— start —

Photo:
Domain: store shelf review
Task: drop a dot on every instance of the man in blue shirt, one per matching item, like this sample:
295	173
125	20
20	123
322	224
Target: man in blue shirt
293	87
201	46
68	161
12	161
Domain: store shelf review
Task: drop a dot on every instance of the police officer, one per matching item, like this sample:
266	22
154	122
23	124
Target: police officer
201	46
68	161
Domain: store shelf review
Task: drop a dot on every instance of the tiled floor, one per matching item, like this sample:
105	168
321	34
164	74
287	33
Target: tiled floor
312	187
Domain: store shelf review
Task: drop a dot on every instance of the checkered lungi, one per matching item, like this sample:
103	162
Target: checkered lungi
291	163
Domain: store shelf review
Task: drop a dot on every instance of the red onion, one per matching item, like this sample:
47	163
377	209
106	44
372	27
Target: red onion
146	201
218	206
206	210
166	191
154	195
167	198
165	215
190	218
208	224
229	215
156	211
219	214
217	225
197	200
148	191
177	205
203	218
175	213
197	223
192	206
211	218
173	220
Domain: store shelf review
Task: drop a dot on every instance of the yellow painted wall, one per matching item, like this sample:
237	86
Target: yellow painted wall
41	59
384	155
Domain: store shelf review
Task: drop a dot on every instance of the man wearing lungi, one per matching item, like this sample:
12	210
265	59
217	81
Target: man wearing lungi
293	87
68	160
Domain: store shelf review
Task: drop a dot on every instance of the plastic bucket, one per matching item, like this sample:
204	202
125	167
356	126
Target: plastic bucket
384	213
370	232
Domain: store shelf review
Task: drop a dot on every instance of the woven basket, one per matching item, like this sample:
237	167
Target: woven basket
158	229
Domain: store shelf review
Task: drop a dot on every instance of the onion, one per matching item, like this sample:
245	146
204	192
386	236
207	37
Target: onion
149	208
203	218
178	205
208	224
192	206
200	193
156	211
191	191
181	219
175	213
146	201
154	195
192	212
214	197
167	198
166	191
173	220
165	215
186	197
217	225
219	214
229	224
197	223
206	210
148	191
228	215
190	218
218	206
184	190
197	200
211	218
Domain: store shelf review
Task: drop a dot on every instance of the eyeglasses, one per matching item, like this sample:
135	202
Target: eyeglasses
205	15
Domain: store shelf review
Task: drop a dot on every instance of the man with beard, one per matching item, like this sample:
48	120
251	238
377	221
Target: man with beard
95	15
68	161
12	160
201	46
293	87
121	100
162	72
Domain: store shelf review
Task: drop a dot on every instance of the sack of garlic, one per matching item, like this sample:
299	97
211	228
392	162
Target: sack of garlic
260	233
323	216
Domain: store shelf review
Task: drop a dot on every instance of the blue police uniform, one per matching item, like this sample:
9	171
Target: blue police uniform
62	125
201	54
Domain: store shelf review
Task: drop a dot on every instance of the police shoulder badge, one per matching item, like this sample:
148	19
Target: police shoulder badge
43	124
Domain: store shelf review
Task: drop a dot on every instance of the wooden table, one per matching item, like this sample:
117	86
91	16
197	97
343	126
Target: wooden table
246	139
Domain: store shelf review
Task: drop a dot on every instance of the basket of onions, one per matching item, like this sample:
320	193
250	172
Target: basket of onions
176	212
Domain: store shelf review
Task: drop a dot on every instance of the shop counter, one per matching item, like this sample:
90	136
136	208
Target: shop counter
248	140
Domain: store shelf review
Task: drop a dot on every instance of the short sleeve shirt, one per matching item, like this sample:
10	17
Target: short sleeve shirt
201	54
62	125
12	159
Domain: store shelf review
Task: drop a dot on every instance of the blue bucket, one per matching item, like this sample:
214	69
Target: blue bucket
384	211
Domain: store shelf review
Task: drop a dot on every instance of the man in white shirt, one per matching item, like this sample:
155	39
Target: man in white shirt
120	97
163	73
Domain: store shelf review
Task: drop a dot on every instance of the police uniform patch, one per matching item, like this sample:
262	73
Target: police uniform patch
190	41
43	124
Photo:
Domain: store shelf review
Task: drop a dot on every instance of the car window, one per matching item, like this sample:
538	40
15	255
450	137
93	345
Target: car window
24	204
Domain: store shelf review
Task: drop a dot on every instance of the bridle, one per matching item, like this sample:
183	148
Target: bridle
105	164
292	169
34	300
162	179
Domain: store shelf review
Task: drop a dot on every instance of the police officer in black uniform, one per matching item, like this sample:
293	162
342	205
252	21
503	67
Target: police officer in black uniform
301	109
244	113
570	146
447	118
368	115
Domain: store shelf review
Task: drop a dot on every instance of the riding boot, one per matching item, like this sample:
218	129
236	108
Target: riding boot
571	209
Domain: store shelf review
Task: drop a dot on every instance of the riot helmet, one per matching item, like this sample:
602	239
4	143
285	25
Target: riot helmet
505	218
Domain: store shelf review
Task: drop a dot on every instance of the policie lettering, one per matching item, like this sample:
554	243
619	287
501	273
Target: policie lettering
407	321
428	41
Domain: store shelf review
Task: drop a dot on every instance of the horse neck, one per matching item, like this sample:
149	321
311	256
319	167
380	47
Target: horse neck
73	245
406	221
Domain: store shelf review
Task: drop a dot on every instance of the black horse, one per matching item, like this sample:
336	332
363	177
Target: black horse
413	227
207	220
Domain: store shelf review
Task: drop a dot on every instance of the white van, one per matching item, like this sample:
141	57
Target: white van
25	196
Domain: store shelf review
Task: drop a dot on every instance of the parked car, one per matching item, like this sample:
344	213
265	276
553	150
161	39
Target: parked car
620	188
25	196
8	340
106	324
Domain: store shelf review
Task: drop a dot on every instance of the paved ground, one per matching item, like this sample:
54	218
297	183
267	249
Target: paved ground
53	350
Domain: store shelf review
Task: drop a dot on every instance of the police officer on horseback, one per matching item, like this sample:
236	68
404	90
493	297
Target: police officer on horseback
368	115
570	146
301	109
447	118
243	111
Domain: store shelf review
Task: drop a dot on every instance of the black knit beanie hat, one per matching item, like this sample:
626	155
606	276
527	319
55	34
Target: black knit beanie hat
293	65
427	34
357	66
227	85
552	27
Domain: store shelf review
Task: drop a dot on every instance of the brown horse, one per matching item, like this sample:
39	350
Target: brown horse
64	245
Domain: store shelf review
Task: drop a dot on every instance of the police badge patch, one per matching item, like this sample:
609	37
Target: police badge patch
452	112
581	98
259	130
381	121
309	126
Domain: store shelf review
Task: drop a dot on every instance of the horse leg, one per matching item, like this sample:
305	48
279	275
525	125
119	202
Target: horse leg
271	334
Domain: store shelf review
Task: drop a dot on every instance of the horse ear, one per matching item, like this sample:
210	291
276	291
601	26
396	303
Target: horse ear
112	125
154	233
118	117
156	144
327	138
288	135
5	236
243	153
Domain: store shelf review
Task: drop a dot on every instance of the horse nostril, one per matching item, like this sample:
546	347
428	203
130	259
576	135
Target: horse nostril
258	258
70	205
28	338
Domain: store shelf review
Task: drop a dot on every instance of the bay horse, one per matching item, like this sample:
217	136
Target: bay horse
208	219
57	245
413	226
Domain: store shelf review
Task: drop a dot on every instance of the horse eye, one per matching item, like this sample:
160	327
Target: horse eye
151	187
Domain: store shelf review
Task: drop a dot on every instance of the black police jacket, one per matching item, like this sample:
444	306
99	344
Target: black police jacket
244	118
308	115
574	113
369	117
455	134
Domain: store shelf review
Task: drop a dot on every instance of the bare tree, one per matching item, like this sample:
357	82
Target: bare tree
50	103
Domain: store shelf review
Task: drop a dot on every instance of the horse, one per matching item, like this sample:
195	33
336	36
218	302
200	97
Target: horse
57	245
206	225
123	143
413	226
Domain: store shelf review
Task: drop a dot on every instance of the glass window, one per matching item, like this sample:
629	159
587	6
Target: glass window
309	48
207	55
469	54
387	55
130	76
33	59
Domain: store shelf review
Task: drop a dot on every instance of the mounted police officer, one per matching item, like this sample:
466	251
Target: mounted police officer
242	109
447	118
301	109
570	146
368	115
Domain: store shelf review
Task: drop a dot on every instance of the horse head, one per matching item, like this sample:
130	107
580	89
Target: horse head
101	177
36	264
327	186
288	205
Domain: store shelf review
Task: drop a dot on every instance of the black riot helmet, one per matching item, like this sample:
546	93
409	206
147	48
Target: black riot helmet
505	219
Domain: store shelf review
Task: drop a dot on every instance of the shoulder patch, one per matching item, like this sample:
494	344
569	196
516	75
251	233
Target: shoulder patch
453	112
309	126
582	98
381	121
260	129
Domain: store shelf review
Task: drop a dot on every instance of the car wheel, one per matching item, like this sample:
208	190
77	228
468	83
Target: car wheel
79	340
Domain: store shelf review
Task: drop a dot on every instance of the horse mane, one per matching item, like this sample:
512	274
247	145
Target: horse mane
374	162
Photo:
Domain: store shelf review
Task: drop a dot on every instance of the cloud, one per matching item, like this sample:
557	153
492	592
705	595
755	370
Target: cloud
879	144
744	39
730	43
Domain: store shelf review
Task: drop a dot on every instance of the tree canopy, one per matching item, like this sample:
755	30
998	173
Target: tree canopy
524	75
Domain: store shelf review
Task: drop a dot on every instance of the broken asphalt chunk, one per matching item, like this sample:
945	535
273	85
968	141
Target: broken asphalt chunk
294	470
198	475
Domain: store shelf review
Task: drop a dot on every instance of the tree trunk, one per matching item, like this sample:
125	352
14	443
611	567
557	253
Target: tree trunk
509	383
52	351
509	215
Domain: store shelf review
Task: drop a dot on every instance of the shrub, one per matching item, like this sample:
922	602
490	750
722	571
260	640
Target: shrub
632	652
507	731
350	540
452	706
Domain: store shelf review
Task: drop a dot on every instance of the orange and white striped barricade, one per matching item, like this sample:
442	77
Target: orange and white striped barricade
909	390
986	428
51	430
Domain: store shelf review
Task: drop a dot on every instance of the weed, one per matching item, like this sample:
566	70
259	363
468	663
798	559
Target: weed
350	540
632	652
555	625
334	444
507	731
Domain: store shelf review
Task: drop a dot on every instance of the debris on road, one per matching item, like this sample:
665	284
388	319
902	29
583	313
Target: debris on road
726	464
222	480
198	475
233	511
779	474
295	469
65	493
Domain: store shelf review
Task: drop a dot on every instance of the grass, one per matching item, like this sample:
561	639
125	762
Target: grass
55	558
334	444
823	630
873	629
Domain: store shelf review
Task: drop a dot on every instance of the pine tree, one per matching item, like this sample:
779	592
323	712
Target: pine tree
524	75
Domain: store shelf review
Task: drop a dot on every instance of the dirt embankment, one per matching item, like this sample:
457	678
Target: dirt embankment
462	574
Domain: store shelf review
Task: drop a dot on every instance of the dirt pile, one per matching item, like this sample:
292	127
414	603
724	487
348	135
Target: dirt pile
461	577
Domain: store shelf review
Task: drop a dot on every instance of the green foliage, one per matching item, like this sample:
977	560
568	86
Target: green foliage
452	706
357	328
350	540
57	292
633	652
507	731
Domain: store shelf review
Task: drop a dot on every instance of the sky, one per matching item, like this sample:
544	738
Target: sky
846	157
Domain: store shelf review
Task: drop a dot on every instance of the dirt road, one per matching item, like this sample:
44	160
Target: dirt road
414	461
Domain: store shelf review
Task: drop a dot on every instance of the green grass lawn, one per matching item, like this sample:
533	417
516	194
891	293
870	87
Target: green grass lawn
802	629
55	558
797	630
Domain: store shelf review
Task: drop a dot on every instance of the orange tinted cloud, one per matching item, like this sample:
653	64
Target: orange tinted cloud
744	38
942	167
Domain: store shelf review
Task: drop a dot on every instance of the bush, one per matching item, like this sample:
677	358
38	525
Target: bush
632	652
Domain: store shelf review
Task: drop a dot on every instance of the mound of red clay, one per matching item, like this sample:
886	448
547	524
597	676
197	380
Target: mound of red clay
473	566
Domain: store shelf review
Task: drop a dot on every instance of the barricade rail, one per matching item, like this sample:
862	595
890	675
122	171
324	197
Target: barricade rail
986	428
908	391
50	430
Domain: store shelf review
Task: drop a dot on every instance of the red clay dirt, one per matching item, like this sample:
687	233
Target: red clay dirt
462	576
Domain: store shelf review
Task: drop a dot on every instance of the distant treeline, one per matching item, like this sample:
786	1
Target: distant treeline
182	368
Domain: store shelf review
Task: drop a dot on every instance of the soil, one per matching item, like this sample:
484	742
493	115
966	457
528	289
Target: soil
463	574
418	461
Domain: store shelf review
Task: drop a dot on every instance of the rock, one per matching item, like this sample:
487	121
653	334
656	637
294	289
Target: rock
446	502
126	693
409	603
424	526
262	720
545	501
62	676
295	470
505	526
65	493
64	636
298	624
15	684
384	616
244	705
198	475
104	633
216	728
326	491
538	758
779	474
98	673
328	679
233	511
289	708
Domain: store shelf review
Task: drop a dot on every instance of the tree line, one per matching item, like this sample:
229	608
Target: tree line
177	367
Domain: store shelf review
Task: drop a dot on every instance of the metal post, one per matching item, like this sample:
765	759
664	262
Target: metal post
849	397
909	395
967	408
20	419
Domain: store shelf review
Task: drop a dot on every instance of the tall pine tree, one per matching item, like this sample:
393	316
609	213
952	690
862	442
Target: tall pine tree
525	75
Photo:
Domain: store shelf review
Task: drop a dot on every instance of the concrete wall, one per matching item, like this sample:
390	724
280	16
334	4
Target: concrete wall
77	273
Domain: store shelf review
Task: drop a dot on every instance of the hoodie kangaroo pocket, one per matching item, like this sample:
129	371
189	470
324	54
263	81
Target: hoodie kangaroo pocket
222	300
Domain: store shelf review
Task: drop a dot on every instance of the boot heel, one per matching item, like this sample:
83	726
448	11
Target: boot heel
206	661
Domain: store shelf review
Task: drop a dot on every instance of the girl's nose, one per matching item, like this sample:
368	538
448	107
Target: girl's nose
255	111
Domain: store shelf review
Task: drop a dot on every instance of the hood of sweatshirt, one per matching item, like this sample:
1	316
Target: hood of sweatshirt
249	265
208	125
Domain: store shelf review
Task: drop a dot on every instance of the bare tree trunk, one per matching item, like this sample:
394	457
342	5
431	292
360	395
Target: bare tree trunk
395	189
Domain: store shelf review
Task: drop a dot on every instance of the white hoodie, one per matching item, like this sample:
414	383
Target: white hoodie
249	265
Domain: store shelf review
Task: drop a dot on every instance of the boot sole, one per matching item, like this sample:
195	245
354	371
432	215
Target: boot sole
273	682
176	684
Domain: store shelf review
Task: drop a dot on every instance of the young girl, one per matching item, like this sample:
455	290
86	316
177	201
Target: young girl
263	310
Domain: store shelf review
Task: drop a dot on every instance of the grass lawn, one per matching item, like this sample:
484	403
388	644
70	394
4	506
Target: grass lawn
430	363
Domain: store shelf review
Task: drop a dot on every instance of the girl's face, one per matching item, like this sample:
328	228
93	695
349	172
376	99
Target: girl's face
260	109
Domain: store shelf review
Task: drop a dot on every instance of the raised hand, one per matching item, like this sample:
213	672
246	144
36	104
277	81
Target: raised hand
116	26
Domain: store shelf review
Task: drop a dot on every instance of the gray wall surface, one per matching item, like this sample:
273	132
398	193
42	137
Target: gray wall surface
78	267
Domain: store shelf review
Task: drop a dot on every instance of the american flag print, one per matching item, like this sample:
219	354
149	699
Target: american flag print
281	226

— end —

Stated exercise → Select every line of the material above that contains the word "helmet", and copy each of those lines in full.

Output for this exercise →
Task: drop a dot on every instance of the riot helmet, one per matching item, like this sample:
Target: riot helmet
Task: drop a dot on every instance of the black riot helmet, one per matching item, like this sample:
Target: black riot helmet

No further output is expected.